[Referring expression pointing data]
- Opening Delimiter -

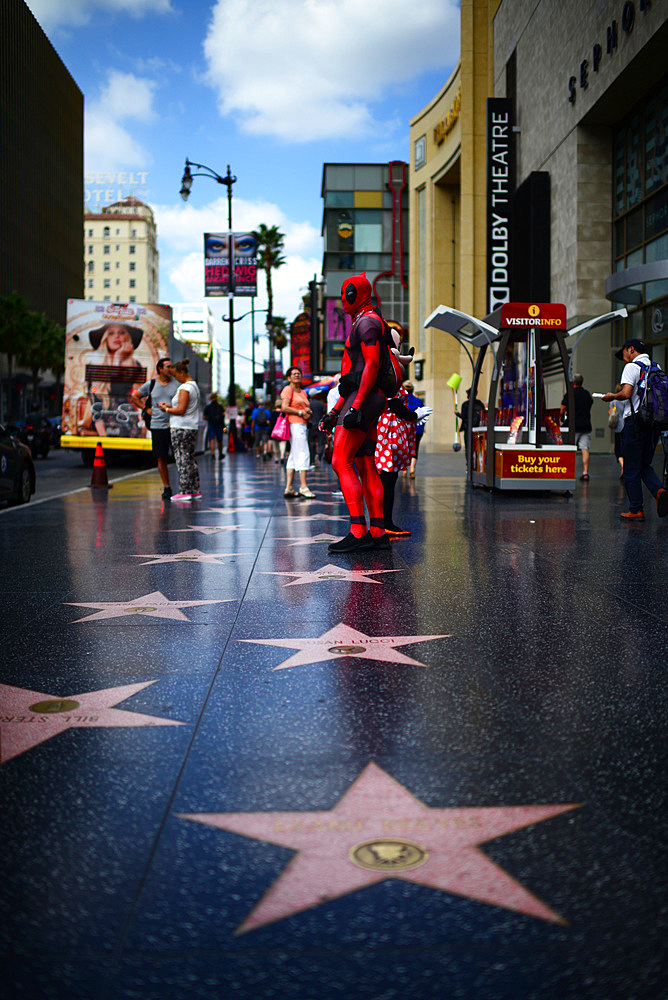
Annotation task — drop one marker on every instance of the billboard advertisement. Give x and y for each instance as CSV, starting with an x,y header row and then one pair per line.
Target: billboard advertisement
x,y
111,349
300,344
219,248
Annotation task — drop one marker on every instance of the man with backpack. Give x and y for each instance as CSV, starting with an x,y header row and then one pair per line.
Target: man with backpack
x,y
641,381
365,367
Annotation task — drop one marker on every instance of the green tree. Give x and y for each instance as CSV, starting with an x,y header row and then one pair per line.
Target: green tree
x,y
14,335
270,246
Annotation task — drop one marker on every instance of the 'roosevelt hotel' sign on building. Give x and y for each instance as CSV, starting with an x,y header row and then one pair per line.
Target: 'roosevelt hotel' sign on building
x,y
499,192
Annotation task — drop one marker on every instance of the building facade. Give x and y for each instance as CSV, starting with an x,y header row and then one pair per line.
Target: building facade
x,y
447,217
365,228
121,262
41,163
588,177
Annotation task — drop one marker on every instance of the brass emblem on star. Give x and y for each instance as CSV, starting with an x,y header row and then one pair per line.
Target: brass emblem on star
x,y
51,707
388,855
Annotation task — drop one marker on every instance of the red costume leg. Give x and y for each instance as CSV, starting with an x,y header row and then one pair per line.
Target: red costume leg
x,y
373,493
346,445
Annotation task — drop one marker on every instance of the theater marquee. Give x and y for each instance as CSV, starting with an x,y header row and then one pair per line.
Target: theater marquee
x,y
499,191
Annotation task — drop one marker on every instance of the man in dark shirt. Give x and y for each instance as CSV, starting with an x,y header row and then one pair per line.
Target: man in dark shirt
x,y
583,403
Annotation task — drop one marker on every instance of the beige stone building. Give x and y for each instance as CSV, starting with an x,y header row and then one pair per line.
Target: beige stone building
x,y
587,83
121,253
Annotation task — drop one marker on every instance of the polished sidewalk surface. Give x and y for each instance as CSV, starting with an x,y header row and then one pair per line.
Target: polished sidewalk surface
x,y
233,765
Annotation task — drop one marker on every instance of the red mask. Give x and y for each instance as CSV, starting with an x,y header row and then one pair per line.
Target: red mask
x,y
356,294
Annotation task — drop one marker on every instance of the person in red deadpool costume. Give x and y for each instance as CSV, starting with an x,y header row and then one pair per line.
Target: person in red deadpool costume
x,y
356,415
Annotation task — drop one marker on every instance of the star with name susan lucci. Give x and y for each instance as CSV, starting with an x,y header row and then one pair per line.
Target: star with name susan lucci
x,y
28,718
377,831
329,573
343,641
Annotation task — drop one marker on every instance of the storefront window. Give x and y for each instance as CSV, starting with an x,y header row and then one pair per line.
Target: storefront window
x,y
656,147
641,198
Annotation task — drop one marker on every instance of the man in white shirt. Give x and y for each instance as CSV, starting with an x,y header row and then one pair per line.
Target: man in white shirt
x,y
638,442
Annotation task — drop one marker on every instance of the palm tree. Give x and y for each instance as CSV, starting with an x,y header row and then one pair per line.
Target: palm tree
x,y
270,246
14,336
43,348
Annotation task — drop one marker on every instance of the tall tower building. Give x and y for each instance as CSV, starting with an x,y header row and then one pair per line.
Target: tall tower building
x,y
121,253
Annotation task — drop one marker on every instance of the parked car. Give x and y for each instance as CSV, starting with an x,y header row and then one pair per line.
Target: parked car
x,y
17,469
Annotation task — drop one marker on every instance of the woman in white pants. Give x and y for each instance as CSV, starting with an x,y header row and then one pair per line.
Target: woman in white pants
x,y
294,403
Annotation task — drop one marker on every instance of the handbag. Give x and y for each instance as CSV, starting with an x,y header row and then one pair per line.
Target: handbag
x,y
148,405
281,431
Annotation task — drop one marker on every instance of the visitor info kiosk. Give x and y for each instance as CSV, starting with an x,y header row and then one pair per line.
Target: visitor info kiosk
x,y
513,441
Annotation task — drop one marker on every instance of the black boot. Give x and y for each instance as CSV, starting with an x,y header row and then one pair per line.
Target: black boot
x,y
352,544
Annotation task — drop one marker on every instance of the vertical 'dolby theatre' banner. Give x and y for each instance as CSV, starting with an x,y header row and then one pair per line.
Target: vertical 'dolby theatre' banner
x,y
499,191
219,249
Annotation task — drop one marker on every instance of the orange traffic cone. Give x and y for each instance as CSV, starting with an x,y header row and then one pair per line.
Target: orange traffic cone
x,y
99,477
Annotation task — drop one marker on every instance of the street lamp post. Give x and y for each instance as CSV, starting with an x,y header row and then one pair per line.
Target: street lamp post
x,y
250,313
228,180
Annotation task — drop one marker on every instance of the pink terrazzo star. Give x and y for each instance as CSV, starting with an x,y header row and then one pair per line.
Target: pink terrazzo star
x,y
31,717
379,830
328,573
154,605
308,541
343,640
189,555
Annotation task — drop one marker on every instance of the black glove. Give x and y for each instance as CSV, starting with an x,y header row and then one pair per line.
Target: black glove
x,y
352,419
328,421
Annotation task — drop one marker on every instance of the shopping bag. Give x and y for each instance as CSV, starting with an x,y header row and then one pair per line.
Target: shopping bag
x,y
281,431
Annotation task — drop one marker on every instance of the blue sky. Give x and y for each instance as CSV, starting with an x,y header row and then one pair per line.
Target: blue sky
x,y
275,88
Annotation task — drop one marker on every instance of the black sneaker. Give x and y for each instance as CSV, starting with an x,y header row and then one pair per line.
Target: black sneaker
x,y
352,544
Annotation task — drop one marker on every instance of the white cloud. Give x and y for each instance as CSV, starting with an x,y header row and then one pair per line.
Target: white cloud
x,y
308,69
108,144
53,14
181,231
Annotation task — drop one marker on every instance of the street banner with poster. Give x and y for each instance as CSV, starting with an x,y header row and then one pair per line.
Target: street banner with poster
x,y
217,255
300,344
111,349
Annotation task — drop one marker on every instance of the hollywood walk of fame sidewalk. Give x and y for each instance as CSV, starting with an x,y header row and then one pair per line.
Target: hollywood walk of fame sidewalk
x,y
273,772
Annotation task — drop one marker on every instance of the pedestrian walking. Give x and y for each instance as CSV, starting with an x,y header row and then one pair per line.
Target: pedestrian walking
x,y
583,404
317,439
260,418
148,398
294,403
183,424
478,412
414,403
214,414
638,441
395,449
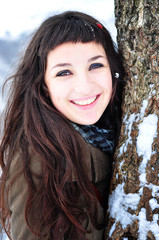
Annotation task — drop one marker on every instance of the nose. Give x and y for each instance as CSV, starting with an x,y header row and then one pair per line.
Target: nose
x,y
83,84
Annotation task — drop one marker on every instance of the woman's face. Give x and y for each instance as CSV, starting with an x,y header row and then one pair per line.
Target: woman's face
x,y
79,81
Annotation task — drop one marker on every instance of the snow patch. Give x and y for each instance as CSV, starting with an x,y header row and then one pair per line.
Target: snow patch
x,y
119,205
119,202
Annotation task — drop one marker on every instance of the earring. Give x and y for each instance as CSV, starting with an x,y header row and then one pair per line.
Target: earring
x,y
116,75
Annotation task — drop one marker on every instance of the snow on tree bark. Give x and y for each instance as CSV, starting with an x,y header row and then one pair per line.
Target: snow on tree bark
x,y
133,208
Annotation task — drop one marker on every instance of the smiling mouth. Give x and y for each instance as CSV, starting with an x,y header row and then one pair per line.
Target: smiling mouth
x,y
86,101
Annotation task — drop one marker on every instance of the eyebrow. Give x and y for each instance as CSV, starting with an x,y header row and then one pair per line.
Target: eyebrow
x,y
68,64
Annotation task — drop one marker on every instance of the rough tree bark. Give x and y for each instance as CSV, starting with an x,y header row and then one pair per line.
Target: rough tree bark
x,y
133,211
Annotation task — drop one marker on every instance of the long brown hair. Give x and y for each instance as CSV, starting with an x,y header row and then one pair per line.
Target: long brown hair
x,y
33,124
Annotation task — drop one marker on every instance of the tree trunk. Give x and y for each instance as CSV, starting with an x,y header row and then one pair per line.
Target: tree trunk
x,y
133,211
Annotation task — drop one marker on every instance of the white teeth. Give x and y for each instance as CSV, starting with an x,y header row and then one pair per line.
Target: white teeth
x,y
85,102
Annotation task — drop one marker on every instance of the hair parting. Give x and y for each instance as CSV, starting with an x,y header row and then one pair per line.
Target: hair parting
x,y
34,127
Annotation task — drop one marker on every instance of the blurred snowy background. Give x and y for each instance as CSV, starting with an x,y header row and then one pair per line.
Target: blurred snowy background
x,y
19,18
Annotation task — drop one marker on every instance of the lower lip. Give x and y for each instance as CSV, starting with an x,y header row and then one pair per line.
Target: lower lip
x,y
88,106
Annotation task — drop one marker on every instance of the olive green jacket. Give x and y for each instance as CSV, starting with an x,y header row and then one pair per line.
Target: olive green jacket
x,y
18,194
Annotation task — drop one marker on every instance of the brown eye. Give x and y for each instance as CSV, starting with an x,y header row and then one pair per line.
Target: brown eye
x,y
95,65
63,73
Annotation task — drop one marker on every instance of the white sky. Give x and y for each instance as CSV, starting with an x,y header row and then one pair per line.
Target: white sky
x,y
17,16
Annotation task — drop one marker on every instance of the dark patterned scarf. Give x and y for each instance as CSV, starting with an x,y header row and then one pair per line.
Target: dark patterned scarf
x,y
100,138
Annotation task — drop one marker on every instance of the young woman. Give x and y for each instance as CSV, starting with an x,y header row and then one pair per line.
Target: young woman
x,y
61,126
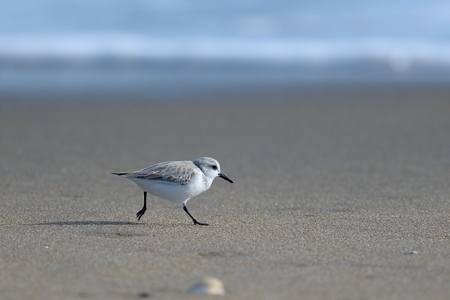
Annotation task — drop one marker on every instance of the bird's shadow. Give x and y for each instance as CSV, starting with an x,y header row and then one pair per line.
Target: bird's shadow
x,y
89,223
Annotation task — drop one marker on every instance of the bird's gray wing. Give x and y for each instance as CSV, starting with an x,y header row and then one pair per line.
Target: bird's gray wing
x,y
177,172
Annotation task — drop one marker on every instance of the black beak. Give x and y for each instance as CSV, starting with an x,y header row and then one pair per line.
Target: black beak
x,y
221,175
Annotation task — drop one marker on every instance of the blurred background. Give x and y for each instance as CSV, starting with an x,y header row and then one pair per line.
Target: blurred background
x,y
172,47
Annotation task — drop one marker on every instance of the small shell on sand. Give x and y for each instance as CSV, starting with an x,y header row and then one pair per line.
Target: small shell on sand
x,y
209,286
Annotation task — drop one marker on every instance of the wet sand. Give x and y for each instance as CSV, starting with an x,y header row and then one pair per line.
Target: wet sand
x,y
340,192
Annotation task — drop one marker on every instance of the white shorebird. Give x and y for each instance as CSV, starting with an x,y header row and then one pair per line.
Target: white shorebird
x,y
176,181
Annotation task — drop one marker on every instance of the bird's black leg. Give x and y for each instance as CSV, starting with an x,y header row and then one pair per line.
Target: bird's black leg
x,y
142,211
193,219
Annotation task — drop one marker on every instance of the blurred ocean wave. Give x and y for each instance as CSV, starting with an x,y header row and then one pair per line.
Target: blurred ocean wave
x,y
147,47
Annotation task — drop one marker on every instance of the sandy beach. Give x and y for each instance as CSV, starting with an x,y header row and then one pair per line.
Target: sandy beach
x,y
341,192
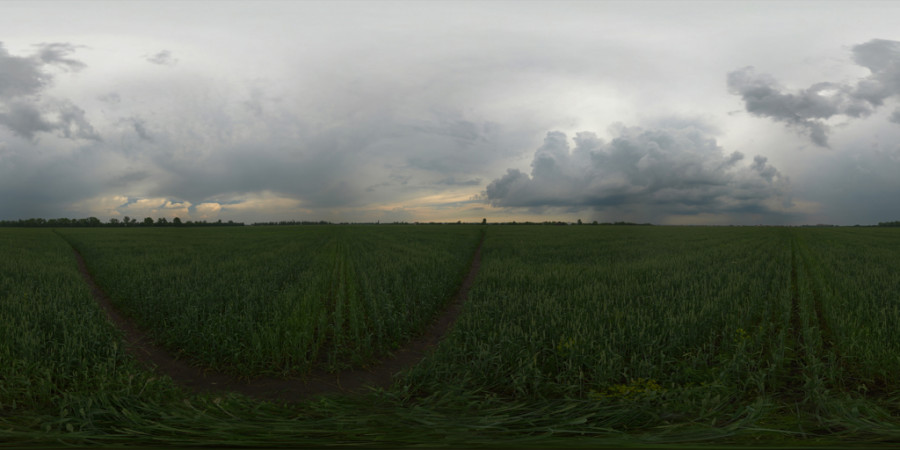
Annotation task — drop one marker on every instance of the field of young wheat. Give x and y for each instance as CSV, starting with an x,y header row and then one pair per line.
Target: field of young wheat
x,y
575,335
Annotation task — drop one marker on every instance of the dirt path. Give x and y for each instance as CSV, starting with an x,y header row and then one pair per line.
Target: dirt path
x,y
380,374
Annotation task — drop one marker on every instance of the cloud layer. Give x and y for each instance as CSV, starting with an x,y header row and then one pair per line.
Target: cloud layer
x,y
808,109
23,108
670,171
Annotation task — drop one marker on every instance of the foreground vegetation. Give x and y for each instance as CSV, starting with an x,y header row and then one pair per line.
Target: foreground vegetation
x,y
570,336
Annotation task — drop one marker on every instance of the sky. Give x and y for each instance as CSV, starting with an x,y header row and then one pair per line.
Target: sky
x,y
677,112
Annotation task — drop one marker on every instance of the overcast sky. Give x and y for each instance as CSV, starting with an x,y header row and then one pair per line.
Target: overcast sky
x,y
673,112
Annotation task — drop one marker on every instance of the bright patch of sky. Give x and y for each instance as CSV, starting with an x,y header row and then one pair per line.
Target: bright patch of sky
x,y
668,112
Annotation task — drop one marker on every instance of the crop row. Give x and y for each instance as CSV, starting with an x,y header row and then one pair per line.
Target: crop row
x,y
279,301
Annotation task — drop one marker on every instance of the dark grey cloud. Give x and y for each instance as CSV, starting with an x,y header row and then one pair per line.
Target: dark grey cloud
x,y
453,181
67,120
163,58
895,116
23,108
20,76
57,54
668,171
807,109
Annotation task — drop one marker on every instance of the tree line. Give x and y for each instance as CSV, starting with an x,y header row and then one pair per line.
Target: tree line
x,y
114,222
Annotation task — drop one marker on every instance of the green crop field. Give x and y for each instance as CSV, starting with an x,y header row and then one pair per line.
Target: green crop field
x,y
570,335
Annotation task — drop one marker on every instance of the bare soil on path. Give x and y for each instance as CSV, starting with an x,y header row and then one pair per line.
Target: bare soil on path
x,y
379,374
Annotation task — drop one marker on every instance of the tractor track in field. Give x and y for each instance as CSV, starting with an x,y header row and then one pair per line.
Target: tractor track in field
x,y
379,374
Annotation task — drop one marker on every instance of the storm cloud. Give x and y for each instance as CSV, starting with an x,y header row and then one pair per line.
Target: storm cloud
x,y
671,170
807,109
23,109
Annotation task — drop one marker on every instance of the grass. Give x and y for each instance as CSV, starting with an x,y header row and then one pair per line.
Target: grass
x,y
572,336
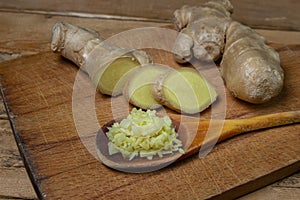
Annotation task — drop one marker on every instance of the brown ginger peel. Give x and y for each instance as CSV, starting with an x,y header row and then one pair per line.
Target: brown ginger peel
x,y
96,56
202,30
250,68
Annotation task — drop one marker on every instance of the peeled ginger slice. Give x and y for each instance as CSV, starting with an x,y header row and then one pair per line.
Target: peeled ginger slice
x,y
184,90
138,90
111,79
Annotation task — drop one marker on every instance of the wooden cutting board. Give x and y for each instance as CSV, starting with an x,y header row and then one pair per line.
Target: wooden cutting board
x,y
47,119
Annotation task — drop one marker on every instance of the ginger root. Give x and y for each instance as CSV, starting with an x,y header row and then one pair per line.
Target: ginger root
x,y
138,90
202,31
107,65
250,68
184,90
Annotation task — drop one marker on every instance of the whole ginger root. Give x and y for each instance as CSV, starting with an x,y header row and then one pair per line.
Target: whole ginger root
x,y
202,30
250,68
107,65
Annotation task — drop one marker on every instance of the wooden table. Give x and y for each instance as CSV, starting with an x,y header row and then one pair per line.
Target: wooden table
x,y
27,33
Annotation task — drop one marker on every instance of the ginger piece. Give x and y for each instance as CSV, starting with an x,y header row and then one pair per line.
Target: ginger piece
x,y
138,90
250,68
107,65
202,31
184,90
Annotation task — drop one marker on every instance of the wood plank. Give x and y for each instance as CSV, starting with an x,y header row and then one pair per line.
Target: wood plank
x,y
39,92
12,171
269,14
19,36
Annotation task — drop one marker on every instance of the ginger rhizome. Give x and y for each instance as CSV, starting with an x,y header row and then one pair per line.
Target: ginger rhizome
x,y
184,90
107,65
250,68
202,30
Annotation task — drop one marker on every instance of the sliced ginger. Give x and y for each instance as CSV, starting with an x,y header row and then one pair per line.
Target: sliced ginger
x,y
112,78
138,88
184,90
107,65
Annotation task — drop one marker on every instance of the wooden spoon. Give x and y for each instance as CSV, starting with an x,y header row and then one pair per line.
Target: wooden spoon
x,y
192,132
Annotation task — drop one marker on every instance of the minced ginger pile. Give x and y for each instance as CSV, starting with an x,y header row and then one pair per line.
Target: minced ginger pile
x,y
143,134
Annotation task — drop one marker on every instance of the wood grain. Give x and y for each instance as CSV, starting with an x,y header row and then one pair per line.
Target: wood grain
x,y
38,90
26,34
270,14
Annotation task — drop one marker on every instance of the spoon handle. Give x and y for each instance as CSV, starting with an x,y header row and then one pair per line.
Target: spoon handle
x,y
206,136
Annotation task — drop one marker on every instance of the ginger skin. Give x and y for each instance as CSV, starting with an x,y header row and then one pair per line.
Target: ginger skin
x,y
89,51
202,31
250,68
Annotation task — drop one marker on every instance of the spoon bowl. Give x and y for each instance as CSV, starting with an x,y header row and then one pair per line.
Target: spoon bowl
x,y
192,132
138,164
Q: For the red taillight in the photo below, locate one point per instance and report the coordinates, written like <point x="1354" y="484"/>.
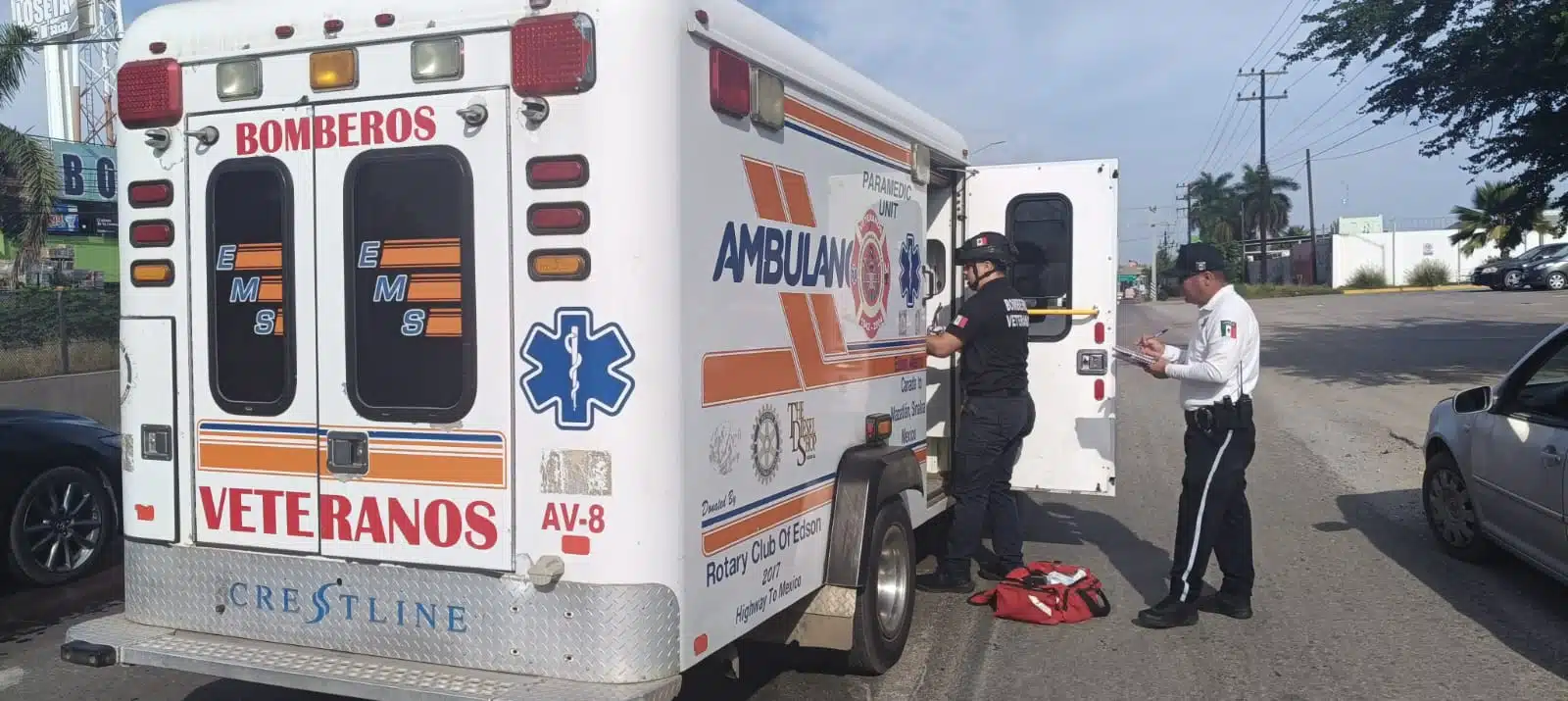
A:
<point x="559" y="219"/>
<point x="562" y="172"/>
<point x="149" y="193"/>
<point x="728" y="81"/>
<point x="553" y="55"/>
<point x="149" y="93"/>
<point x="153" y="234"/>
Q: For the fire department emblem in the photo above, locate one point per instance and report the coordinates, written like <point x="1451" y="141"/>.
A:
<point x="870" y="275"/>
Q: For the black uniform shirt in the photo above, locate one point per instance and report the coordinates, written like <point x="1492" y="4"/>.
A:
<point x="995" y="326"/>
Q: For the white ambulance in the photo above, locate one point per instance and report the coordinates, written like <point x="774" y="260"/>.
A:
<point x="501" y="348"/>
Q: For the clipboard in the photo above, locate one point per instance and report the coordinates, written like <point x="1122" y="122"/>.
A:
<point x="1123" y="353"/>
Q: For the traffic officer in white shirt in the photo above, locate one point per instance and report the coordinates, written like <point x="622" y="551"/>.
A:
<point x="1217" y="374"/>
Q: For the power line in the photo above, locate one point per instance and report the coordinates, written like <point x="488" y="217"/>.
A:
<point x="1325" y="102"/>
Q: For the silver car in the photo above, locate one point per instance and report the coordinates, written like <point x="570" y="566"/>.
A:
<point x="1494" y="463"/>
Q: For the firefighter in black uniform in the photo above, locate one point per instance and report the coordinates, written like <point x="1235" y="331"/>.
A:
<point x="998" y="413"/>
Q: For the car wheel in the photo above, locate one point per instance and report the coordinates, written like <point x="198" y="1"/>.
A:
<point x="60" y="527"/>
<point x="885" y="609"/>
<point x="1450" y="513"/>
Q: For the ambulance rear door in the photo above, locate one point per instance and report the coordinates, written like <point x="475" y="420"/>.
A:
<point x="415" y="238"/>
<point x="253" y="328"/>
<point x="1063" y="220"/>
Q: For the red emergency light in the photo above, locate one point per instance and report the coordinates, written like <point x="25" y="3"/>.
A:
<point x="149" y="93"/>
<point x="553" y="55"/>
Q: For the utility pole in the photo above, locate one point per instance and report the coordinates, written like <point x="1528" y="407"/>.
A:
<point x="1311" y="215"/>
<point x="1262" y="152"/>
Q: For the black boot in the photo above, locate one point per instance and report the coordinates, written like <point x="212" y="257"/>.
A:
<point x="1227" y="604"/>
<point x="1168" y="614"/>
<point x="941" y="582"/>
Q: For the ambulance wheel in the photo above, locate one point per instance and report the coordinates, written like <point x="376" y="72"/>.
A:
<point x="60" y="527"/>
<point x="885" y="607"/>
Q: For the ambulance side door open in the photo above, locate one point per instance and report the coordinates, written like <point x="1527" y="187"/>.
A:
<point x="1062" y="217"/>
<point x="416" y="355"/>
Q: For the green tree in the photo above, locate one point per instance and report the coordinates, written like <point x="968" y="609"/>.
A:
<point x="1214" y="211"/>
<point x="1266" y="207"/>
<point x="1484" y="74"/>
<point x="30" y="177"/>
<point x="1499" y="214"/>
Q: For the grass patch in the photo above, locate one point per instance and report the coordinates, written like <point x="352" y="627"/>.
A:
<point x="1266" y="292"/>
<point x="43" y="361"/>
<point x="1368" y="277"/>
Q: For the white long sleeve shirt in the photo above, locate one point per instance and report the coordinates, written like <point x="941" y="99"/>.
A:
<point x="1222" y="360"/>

- Closing Delimiter -

Determine how many lines in the entries hold the string "door". Write only the number.

2